Recorded information:
'''

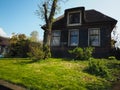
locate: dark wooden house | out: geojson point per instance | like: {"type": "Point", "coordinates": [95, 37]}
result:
{"type": "Point", "coordinates": [82, 28]}
{"type": "Point", "coordinates": [4, 43]}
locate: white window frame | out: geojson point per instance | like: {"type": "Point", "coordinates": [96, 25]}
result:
{"type": "Point", "coordinates": [99, 43]}
{"type": "Point", "coordinates": [55, 36]}
{"type": "Point", "coordinates": [75, 23]}
{"type": "Point", "coordinates": [69, 38]}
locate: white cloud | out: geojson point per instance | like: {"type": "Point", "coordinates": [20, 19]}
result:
{"type": "Point", "coordinates": [3, 33]}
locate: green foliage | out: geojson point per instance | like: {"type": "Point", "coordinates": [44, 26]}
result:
{"type": "Point", "coordinates": [18, 46]}
{"type": "Point", "coordinates": [98, 68]}
{"type": "Point", "coordinates": [51, 74]}
{"type": "Point", "coordinates": [82, 53]}
{"type": "Point", "coordinates": [36, 52]}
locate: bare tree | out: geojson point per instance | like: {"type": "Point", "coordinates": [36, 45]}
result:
{"type": "Point", "coordinates": [47, 11]}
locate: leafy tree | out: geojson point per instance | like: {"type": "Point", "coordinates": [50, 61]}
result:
{"type": "Point", "coordinates": [18, 46]}
{"type": "Point", "coordinates": [36, 52]}
{"type": "Point", "coordinates": [34, 36]}
{"type": "Point", "coordinates": [47, 12]}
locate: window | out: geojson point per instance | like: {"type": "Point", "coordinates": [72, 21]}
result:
{"type": "Point", "coordinates": [94, 37]}
{"type": "Point", "coordinates": [55, 38]}
{"type": "Point", "coordinates": [73, 38]}
{"type": "Point", "coordinates": [74, 18]}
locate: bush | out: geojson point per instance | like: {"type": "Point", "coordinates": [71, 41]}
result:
{"type": "Point", "coordinates": [82, 53]}
{"type": "Point", "coordinates": [98, 68]}
{"type": "Point", "coordinates": [36, 52]}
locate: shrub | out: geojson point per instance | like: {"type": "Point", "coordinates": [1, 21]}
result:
{"type": "Point", "coordinates": [98, 68]}
{"type": "Point", "coordinates": [36, 52]}
{"type": "Point", "coordinates": [82, 53]}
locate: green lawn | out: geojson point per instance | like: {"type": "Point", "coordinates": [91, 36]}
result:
{"type": "Point", "coordinates": [54, 74]}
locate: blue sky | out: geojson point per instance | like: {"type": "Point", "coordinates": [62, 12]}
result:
{"type": "Point", "coordinates": [18, 16]}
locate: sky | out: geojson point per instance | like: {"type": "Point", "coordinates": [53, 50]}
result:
{"type": "Point", "coordinates": [18, 16]}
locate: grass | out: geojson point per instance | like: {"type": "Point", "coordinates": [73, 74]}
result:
{"type": "Point", "coordinates": [54, 74]}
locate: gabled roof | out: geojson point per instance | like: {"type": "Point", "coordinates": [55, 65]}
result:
{"type": "Point", "coordinates": [96, 16]}
{"type": "Point", "coordinates": [4, 41]}
{"type": "Point", "coordinates": [90, 16]}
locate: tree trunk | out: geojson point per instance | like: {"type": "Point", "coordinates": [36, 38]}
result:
{"type": "Point", "coordinates": [47, 32]}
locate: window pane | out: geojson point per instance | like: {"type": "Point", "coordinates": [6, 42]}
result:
{"type": "Point", "coordinates": [74, 18]}
{"type": "Point", "coordinates": [56, 41]}
{"type": "Point", "coordinates": [56, 33]}
{"type": "Point", "coordinates": [74, 41]}
{"type": "Point", "coordinates": [94, 37]}
{"type": "Point", "coordinates": [55, 38]}
{"type": "Point", "coordinates": [74, 38]}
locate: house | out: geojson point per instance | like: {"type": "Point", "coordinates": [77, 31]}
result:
{"type": "Point", "coordinates": [82, 28]}
{"type": "Point", "coordinates": [4, 43]}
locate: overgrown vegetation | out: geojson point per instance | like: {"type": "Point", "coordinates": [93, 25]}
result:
{"type": "Point", "coordinates": [82, 53]}
{"type": "Point", "coordinates": [55, 74]}
{"type": "Point", "coordinates": [36, 52]}
{"type": "Point", "coordinates": [51, 74]}
{"type": "Point", "coordinates": [98, 68]}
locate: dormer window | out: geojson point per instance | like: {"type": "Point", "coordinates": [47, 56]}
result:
{"type": "Point", "coordinates": [74, 18]}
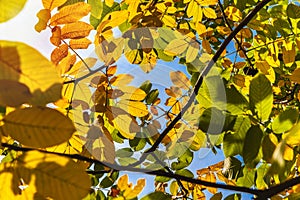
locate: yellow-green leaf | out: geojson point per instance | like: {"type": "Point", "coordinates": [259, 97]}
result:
{"type": "Point", "coordinates": [179, 79]}
{"type": "Point", "coordinates": [44, 15]}
{"type": "Point", "coordinates": [82, 43]}
{"type": "Point", "coordinates": [134, 108]}
{"type": "Point", "coordinates": [76, 30]}
{"type": "Point", "coordinates": [209, 13]}
{"type": "Point", "coordinates": [39, 171]}
{"type": "Point", "coordinates": [10, 8]}
{"type": "Point", "coordinates": [13, 93]}
{"type": "Point", "coordinates": [233, 13]}
{"type": "Point", "coordinates": [176, 47]}
{"type": "Point", "coordinates": [38, 126]}
{"type": "Point", "coordinates": [20, 62]}
{"type": "Point", "coordinates": [70, 13]}
{"type": "Point", "coordinates": [51, 4]}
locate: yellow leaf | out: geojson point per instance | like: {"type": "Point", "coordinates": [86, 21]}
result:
{"type": "Point", "coordinates": [10, 9]}
{"type": "Point", "coordinates": [169, 21]}
{"type": "Point", "coordinates": [100, 145]}
{"type": "Point", "coordinates": [209, 13]}
{"type": "Point", "coordinates": [289, 54]}
{"type": "Point", "coordinates": [179, 79]}
{"type": "Point", "coordinates": [121, 80]}
{"type": "Point", "coordinates": [192, 52]}
{"type": "Point", "coordinates": [13, 93]}
{"type": "Point", "coordinates": [82, 43]}
{"type": "Point", "coordinates": [110, 51]}
{"type": "Point", "coordinates": [76, 30]}
{"type": "Point", "coordinates": [44, 15]}
{"type": "Point", "coordinates": [35, 167]}
{"type": "Point", "coordinates": [55, 38]}
{"type": "Point", "coordinates": [132, 193]}
{"type": "Point", "coordinates": [59, 53]}
{"type": "Point", "coordinates": [51, 4]}
{"type": "Point", "coordinates": [38, 126]}
{"type": "Point", "coordinates": [207, 2]}
{"type": "Point", "coordinates": [132, 93]}
{"type": "Point", "coordinates": [296, 75]}
{"type": "Point", "coordinates": [233, 13]}
{"type": "Point", "coordinates": [66, 64]}
{"type": "Point", "coordinates": [239, 80]}
{"type": "Point", "coordinates": [125, 125]}
{"type": "Point", "coordinates": [123, 182]}
{"type": "Point", "coordinates": [25, 64]}
{"type": "Point", "coordinates": [263, 66]}
{"type": "Point", "coordinates": [110, 3]}
{"type": "Point", "coordinates": [176, 47]}
{"type": "Point", "coordinates": [134, 108]}
{"type": "Point", "coordinates": [70, 13]}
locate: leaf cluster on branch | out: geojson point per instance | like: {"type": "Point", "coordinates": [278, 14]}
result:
{"type": "Point", "coordinates": [71, 127]}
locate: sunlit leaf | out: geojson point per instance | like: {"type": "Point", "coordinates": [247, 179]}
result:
{"type": "Point", "coordinates": [34, 167]}
{"type": "Point", "coordinates": [13, 93]}
{"type": "Point", "coordinates": [261, 97]}
{"type": "Point", "coordinates": [22, 63]}
{"type": "Point", "coordinates": [59, 53]}
{"type": "Point", "coordinates": [70, 13]}
{"type": "Point", "coordinates": [76, 30]}
{"type": "Point", "coordinates": [233, 13]}
{"type": "Point", "coordinates": [179, 79]}
{"type": "Point", "coordinates": [44, 15]}
{"type": "Point", "coordinates": [176, 47]}
{"type": "Point", "coordinates": [51, 4]}
{"type": "Point", "coordinates": [82, 43]}
{"type": "Point", "coordinates": [10, 8]}
{"type": "Point", "coordinates": [38, 126]}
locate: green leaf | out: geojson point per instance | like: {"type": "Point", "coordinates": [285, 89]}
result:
{"type": "Point", "coordinates": [233, 143]}
{"type": "Point", "coordinates": [252, 144]}
{"type": "Point", "coordinates": [38, 127]}
{"type": "Point", "coordinates": [10, 8]}
{"type": "Point", "coordinates": [157, 196]}
{"type": "Point", "coordinates": [293, 11]}
{"type": "Point", "coordinates": [146, 86]}
{"type": "Point", "coordinates": [261, 97]}
{"type": "Point", "coordinates": [285, 121]}
{"type": "Point", "coordinates": [247, 178]}
{"type": "Point", "coordinates": [183, 161]}
{"type": "Point", "coordinates": [152, 96]}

'''

Task objective:
Word for word, quote the lines from the line containing "locate: leaf cluster" through the end of the material, both included, and nothing else.

Written reply:
locate: leaf cluster on branch | out: geojson point per instance | like: {"type": "Point", "coordinates": [278, 14]}
result:
{"type": "Point", "coordinates": [71, 127]}
locate: sunlit leaf | out: geojson point per instance | like: {"type": "Point", "coordinates": [247, 179]}
result:
{"type": "Point", "coordinates": [34, 167]}
{"type": "Point", "coordinates": [13, 93]}
{"type": "Point", "coordinates": [261, 97]}
{"type": "Point", "coordinates": [22, 63]}
{"type": "Point", "coordinates": [59, 53]}
{"type": "Point", "coordinates": [70, 13]}
{"type": "Point", "coordinates": [76, 30]}
{"type": "Point", "coordinates": [233, 13]}
{"type": "Point", "coordinates": [179, 79]}
{"type": "Point", "coordinates": [44, 15]}
{"type": "Point", "coordinates": [176, 47]}
{"type": "Point", "coordinates": [51, 4]}
{"type": "Point", "coordinates": [82, 43]}
{"type": "Point", "coordinates": [10, 8]}
{"type": "Point", "coordinates": [38, 126]}
locate: green leaf | out: geojson point per instance | like: {"type": "Point", "coordinates": [285, 89]}
result:
{"type": "Point", "coordinates": [233, 143]}
{"type": "Point", "coordinates": [252, 144]}
{"type": "Point", "coordinates": [38, 127]}
{"type": "Point", "coordinates": [10, 8]}
{"type": "Point", "coordinates": [157, 196]}
{"type": "Point", "coordinates": [293, 11]}
{"type": "Point", "coordinates": [146, 86]}
{"type": "Point", "coordinates": [261, 97]}
{"type": "Point", "coordinates": [285, 121]}
{"type": "Point", "coordinates": [247, 178]}
{"type": "Point", "coordinates": [183, 161]}
{"type": "Point", "coordinates": [152, 96]}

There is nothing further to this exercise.